### DATA RECORDS
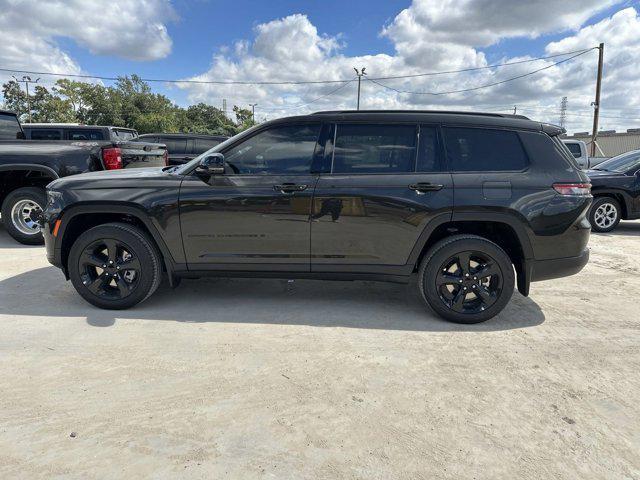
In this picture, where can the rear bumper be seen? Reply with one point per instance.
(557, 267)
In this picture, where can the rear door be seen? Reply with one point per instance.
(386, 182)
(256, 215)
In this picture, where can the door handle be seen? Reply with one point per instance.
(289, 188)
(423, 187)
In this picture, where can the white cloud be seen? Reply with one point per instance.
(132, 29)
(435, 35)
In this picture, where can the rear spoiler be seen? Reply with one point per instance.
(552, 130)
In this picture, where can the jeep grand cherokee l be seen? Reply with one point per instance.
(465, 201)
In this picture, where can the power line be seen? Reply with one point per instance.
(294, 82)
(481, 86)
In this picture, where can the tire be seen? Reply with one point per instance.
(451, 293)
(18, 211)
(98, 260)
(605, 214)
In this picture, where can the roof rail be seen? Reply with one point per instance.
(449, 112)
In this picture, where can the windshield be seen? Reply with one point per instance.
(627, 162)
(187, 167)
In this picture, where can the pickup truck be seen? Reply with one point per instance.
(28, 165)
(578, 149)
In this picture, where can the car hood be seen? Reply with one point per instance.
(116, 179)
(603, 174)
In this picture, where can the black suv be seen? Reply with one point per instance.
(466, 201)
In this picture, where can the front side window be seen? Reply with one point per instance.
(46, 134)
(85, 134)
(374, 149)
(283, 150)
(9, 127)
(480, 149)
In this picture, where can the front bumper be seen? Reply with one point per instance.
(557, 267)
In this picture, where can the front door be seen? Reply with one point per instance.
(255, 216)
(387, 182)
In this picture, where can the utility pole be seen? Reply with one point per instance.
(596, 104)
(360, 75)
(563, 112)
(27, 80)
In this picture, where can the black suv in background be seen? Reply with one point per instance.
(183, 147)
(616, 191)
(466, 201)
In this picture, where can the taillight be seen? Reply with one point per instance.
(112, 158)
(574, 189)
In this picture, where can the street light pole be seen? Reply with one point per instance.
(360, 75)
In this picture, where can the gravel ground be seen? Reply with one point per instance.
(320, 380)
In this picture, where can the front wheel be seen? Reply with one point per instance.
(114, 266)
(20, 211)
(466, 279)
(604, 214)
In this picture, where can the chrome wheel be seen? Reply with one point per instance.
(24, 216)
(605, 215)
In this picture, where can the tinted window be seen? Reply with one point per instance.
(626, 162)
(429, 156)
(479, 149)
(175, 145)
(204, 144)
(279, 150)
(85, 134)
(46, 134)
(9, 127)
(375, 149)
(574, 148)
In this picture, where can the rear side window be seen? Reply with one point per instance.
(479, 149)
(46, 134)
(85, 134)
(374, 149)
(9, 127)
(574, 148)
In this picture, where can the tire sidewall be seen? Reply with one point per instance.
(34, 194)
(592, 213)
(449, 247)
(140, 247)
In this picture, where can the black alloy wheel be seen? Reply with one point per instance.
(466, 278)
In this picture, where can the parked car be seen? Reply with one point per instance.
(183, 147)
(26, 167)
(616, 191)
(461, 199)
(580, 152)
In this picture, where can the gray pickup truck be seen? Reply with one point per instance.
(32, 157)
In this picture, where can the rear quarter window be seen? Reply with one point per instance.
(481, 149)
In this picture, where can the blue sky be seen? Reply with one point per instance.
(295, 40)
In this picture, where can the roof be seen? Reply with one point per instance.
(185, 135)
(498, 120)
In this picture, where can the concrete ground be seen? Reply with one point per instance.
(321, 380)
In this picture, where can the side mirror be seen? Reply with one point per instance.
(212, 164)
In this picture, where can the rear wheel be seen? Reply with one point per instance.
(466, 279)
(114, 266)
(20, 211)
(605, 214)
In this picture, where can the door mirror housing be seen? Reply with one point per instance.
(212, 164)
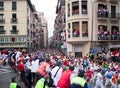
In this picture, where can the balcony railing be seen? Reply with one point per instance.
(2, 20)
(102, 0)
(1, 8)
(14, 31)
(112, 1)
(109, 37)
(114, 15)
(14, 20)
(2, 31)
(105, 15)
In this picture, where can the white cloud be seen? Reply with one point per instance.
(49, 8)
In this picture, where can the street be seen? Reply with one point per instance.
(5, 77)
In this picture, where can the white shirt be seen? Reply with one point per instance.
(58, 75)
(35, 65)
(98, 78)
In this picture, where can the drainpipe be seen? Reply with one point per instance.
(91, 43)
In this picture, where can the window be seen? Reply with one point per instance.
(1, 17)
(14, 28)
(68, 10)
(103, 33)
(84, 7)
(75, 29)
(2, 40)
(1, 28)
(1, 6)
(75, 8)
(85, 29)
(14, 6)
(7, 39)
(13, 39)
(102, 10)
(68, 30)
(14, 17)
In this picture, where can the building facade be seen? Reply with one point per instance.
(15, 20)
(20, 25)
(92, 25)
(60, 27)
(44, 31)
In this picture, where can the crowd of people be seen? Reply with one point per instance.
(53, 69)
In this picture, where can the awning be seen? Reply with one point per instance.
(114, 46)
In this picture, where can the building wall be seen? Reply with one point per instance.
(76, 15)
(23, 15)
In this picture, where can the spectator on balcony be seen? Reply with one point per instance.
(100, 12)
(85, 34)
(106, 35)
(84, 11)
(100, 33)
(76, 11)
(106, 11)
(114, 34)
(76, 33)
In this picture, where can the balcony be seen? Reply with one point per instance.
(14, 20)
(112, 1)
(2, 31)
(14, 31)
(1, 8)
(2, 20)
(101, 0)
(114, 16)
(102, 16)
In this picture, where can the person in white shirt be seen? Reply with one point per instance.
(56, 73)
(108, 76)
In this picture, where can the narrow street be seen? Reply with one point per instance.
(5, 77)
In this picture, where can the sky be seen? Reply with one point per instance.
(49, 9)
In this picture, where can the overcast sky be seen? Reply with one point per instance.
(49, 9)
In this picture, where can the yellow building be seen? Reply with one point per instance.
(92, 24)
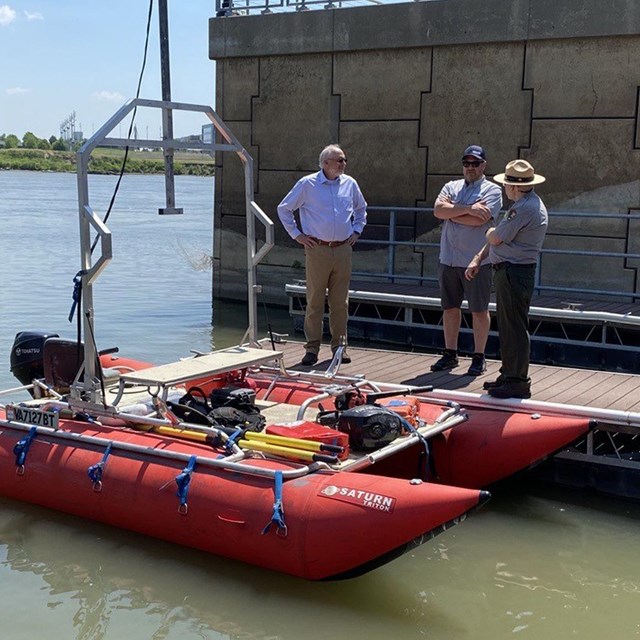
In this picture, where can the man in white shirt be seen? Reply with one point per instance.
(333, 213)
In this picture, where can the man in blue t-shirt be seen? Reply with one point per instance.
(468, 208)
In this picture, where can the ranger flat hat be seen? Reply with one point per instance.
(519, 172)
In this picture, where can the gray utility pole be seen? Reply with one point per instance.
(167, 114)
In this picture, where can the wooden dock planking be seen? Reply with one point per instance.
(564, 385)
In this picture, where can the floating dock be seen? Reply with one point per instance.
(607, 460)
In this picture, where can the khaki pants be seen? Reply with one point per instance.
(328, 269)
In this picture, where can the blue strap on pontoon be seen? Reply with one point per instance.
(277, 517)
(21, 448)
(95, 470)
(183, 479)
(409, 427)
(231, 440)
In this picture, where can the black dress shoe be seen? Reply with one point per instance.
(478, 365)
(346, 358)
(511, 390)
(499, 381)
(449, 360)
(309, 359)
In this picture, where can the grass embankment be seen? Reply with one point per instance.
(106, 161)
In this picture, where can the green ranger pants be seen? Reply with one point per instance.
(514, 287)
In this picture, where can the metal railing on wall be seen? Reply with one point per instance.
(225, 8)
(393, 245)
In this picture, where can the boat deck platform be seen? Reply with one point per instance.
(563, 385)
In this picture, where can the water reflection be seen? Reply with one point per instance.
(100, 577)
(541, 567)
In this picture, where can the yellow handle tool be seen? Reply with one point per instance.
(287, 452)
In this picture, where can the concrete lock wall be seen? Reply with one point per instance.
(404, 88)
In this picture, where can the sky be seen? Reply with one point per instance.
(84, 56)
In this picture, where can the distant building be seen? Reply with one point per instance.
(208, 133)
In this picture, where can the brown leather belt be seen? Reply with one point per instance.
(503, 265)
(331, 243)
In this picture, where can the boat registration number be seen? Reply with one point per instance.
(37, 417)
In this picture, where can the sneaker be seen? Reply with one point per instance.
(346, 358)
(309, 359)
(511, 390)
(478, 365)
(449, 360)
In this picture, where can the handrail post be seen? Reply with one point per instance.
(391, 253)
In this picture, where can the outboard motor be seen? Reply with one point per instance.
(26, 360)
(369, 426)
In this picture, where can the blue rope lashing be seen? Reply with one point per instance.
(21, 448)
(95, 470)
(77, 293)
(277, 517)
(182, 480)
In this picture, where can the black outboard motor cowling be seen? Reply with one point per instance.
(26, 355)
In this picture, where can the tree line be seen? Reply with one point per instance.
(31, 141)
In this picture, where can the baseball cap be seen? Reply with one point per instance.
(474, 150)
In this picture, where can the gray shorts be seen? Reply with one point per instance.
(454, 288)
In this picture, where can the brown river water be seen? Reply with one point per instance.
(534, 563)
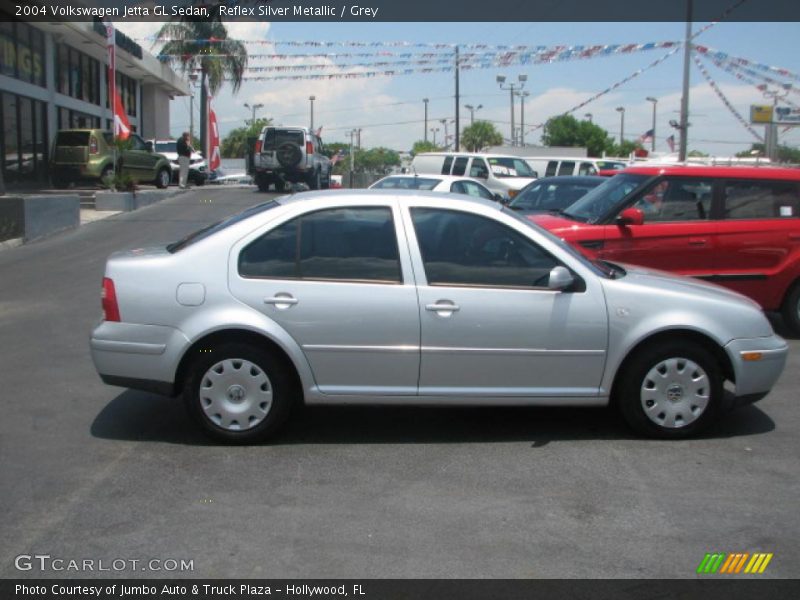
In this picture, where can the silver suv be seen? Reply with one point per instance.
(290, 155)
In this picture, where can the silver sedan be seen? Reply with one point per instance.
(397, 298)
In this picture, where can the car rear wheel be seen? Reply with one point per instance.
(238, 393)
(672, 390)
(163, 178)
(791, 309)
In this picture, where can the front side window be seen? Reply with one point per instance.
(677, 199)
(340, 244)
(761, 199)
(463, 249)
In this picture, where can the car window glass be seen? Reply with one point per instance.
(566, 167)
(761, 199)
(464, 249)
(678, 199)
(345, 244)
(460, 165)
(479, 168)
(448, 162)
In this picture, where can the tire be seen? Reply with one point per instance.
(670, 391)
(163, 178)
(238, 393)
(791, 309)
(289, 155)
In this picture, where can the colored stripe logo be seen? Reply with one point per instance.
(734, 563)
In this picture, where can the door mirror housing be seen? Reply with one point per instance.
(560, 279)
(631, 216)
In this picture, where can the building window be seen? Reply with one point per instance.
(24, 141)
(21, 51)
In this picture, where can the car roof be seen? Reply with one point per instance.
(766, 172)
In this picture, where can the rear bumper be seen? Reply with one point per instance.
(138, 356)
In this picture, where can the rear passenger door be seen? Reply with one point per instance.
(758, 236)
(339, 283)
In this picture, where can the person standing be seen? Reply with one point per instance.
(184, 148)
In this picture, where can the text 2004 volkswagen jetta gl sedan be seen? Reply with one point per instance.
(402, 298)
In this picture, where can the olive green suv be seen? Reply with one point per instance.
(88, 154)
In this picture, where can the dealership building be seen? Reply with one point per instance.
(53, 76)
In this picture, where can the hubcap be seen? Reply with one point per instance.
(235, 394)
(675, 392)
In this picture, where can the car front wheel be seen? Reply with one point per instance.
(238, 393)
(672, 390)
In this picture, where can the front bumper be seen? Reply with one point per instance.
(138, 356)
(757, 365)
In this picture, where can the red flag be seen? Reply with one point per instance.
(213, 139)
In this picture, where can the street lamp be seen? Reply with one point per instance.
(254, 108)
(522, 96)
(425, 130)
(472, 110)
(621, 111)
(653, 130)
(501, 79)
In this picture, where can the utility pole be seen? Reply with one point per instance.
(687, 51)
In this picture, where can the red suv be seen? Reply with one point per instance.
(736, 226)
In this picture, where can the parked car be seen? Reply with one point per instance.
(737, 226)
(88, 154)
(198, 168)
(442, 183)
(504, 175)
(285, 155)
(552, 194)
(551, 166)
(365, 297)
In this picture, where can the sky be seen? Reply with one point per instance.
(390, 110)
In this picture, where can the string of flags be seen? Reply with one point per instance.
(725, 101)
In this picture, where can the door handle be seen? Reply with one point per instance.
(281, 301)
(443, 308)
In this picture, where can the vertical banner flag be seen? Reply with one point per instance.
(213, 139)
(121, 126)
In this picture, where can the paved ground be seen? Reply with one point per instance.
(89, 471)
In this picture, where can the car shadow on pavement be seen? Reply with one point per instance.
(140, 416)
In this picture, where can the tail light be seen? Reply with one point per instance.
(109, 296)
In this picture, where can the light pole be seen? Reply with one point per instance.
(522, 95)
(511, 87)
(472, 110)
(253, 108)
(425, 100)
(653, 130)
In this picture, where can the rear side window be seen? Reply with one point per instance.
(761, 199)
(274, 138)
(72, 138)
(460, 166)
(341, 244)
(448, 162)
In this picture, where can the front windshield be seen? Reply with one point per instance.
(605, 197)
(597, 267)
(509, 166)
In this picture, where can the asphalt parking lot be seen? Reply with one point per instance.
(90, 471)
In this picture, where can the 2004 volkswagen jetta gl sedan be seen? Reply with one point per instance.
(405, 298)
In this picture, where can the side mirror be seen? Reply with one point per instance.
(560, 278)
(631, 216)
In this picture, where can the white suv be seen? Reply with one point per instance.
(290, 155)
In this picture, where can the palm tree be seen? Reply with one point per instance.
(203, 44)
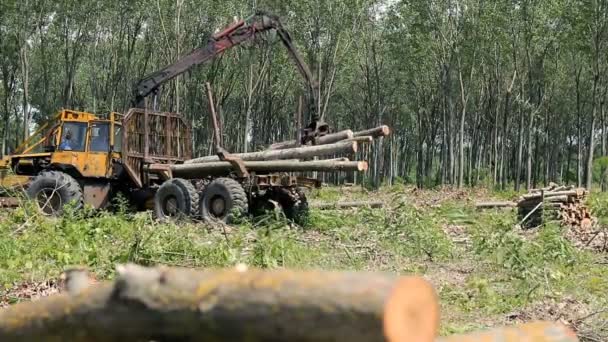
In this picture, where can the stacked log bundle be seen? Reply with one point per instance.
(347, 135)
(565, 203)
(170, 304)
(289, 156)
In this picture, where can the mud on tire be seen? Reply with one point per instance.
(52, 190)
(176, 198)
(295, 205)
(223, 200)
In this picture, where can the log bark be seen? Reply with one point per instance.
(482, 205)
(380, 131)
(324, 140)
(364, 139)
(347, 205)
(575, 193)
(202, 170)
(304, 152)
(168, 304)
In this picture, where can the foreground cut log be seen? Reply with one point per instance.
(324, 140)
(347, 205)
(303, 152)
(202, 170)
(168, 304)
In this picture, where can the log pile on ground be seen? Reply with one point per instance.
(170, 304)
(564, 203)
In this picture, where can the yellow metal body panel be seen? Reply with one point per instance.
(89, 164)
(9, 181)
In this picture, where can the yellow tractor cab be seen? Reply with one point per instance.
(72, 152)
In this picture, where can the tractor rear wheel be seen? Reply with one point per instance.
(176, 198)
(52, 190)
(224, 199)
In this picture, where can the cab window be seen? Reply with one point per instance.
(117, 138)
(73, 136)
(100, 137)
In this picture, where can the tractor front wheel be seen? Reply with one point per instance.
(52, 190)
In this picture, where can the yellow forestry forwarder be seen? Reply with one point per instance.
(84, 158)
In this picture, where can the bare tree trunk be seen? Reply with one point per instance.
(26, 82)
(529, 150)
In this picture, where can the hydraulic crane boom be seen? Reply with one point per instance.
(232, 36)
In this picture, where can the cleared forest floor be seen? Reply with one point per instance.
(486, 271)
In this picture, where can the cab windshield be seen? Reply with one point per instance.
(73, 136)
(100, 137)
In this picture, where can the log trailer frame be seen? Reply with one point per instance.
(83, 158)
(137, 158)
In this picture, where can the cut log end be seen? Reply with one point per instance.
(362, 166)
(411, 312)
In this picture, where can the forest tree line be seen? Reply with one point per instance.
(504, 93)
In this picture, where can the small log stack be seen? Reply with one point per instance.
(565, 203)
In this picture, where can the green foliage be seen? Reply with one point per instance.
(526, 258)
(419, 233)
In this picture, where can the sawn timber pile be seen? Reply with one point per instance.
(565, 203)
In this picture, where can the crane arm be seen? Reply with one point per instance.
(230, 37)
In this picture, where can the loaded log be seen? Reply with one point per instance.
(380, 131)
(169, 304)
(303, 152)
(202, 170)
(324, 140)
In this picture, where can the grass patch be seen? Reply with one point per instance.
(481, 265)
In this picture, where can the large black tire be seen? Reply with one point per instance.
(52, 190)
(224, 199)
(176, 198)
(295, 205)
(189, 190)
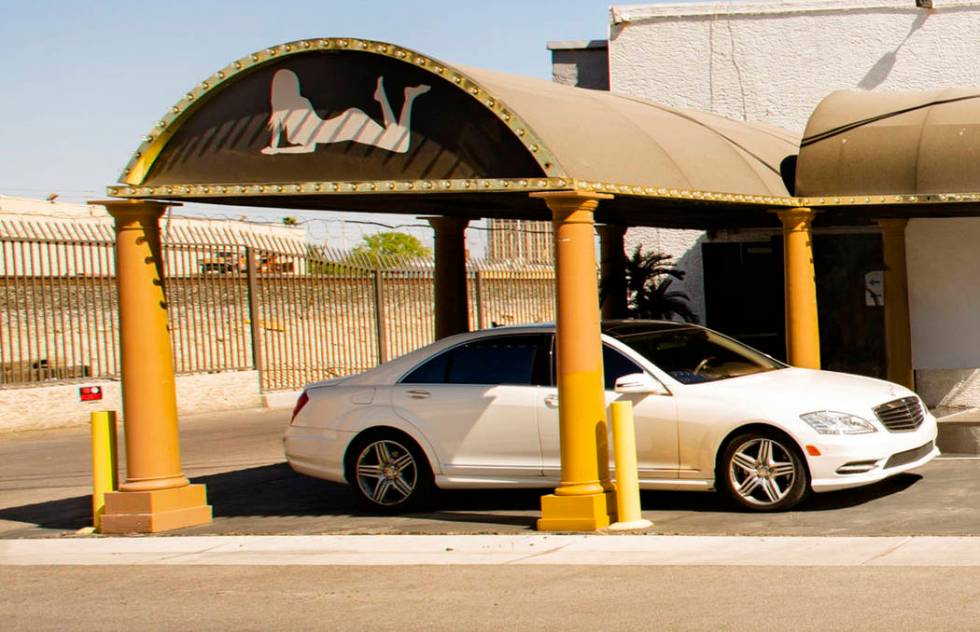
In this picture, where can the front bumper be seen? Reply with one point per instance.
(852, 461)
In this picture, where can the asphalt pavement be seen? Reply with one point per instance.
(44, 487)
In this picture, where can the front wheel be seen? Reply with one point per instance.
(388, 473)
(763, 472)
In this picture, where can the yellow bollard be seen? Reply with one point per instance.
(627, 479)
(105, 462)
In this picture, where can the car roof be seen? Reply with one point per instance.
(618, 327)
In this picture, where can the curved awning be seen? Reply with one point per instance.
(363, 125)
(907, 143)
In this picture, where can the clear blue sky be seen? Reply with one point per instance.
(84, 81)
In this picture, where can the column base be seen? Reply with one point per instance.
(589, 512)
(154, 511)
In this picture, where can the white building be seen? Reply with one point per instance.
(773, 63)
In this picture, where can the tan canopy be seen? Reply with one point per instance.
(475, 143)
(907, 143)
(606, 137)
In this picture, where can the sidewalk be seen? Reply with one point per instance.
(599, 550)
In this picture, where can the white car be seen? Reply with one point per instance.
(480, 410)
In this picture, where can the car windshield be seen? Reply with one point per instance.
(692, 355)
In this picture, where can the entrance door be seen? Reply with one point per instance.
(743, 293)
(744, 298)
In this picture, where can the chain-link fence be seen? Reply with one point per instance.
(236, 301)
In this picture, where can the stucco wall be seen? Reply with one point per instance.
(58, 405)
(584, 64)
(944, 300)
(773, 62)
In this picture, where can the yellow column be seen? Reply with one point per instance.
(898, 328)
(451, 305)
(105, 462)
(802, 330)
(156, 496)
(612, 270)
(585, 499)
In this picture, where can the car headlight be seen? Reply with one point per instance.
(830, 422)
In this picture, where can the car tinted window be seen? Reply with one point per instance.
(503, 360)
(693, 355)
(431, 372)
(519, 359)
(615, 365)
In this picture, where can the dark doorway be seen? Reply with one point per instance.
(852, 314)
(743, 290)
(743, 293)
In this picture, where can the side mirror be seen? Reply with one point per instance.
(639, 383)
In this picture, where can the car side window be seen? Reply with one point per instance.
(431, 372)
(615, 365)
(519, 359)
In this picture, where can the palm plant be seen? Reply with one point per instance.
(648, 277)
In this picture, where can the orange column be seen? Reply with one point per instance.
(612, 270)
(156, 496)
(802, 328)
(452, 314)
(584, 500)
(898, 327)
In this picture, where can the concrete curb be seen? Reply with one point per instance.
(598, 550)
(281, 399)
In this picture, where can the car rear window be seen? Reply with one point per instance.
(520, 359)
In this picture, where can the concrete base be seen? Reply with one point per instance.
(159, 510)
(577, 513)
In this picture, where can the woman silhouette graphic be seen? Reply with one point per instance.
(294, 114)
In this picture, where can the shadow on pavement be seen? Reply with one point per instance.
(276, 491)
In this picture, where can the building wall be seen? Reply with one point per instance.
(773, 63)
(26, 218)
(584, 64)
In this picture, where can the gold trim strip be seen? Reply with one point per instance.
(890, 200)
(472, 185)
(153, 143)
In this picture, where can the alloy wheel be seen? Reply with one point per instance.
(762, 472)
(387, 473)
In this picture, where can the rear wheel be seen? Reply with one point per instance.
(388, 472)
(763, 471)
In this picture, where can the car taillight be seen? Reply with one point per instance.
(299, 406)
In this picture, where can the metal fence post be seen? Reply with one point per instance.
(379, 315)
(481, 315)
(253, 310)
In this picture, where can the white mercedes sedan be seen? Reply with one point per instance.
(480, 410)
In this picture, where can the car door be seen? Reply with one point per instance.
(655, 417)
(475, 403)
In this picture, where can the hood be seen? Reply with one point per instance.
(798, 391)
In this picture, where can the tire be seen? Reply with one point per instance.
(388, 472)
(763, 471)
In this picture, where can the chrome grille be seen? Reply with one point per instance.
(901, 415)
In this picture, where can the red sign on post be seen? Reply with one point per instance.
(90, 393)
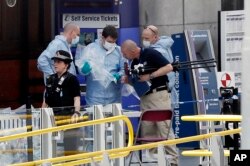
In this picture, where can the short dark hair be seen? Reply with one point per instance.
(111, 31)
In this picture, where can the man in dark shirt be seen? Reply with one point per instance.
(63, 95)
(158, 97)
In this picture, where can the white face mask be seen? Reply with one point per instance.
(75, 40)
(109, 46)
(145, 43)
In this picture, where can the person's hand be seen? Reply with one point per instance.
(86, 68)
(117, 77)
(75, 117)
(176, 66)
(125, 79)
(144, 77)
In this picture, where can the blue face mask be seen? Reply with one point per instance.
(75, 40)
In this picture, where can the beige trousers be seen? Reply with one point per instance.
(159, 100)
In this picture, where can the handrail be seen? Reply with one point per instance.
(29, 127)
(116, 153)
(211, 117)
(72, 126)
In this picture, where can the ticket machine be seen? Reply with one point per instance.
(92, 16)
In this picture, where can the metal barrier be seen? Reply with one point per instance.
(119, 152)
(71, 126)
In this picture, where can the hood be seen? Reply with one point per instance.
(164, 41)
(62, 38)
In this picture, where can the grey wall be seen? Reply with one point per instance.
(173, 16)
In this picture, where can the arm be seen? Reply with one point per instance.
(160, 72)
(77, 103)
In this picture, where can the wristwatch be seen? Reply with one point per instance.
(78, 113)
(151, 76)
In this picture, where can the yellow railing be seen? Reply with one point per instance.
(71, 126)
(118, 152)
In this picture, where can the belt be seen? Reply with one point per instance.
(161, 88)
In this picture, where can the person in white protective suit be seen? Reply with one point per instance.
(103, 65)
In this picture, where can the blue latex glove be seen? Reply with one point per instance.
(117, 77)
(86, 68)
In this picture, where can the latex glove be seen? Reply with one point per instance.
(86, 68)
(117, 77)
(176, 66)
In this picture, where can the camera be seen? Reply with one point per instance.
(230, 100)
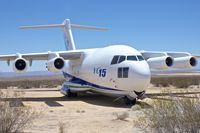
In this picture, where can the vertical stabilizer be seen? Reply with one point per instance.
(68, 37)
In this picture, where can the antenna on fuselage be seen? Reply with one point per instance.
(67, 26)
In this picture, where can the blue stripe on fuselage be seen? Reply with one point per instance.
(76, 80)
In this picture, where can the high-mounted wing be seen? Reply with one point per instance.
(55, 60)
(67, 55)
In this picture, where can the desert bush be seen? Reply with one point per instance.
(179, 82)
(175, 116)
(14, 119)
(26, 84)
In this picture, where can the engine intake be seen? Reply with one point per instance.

### EXERCISE OBJECTIVE
All lines from the one containing "In this picture, where can the metal barrier" through the end of the entries, both ends included, should be written out exactly, with no pictures.

### CORRECT RESPONSE
In this picture, where can the metal barrier be seen? Reply with one point per instance.
(119, 152)
(71, 126)
In this picture, where can the hood be seen? Reply with one point per instance.
(164, 41)
(62, 38)
In this picture, where can the grey wall be seen? Reply with one point per instance.
(173, 16)
In this picture, where can the arm be seen? Reply with one point per instance.
(160, 72)
(77, 103)
In this picture, where can the wristwatch be seen? Reply with one point per instance.
(78, 113)
(151, 76)
In this picture, where can the yellow railing be seen? Reply with one point per instance.
(71, 126)
(118, 152)
In this picture, where can the belt be seen? Reply with one point per instance.
(161, 88)
In this picture, where can the person in white protective suit be seen? Reply with one point per instance.
(103, 65)
In this picture, where can the blue latex glove be seen? Reply with one point per instance.
(117, 77)
(86, 68)
In this picture, where can the latex glove be seen? Reply with one point per instance.
(86, 68)
(117, 77)
(176, 66)
In this picture, where can the camera be seen? Reply with one point per instance.
(230, 100)
In this picture, where can the vertical stabilizer be seen? Reply with one point per instance.
(68, 37)
In this picture, where can the antenna on fuselage be seen? Reply with one point per instance.
(67, 26)
In this picture, where can the blue stripe on fuselage be seen? Reply with one point per instance.
(76, 80)
In this picture, where can the high-mounted wing be seen? Reply with one point per instance.
(55, 60)
(67, 55)
In this picture, where can the desert bush be seen? Reply with one point per instance.
(179, 82)
(175, 116)
(14, 119)
(26, 84)
In this picture, where can the engine intake be seen? Reply with one point per instance.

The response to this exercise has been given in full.